◆ SET TASK ◆
Print the part of the records that opens with the line containing "point at the orange lanyard" and runs through the end of the records, reproducing every line unchanged.

◆ PROVIDED DATA ◆

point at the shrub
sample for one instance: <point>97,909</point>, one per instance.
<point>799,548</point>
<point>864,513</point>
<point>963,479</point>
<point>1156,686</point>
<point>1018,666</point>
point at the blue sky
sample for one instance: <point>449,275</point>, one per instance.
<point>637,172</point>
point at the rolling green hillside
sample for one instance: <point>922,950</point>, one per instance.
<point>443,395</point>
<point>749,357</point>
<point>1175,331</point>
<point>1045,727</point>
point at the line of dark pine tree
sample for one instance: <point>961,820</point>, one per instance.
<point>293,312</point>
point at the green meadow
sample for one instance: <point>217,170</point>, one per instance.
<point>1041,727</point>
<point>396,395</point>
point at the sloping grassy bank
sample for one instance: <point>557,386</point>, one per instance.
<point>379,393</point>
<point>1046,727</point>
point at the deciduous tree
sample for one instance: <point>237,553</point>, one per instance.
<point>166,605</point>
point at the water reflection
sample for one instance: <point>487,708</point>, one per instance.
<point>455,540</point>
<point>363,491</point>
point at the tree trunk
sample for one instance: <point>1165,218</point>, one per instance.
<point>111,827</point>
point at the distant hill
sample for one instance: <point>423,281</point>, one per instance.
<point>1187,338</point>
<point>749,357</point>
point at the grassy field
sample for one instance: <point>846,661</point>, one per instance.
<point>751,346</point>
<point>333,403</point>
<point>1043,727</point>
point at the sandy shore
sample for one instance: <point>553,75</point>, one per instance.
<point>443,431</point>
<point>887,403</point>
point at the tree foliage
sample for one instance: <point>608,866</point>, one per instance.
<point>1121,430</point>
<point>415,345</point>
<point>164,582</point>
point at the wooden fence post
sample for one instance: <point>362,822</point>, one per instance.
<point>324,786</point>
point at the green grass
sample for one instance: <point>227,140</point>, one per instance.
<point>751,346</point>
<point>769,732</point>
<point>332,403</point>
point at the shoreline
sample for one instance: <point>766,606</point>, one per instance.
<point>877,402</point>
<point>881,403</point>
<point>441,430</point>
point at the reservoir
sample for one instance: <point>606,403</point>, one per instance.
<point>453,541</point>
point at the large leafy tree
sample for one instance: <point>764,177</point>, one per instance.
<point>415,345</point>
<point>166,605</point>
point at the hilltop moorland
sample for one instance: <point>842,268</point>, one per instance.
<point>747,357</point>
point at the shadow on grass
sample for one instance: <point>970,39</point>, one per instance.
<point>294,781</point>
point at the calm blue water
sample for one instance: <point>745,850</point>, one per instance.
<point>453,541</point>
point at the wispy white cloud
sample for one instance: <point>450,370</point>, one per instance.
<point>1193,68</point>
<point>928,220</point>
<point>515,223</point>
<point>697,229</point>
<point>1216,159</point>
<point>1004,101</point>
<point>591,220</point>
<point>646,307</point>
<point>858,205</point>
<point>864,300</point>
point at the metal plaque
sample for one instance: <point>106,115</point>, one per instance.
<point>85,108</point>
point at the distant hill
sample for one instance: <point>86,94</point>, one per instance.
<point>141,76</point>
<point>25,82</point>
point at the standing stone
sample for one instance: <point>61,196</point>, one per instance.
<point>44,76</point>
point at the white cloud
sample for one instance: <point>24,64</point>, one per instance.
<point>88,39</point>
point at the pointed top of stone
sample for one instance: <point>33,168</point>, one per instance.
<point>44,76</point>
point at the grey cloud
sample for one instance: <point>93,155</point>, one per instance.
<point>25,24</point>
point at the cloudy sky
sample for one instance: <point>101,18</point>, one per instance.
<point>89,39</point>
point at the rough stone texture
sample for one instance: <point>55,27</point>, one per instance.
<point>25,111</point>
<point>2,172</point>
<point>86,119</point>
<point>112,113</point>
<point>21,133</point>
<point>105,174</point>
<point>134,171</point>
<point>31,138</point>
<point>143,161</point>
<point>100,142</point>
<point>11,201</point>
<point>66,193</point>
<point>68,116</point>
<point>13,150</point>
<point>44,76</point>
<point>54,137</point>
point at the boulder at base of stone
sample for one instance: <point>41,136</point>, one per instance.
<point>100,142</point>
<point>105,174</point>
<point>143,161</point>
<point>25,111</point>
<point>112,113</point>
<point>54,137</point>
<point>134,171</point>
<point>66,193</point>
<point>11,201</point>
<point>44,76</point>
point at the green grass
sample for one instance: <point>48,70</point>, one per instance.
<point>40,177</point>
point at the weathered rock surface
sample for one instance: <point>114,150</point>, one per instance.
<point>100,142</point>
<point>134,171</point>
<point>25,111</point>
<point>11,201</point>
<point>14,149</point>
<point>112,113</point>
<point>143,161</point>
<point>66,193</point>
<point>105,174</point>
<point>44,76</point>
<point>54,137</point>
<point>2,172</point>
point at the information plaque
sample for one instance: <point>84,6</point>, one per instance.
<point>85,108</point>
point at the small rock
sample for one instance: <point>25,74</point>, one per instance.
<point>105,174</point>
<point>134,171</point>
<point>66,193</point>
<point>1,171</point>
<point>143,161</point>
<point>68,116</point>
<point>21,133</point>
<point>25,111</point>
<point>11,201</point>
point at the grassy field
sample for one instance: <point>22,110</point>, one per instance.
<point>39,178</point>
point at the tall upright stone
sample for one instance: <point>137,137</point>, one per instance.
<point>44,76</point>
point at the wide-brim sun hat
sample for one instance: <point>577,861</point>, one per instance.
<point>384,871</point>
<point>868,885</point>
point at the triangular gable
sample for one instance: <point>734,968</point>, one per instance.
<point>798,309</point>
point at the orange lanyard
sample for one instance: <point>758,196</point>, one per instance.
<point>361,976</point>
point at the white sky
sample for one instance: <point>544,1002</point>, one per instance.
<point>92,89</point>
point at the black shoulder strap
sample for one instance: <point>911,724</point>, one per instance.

◆ RESULT OF THE EXERCISE ◆
point at the orange lanyard
sample for one instance: <point>758,196</point>, one per instance.
<point>361,976</point>
point at the white sky
sample for one instance: <point>544,1002</point>, one per instance.
<point>92,89</point>
point at the black shoulder strap
sample for one instance: <point>911,724</point>, one per instance.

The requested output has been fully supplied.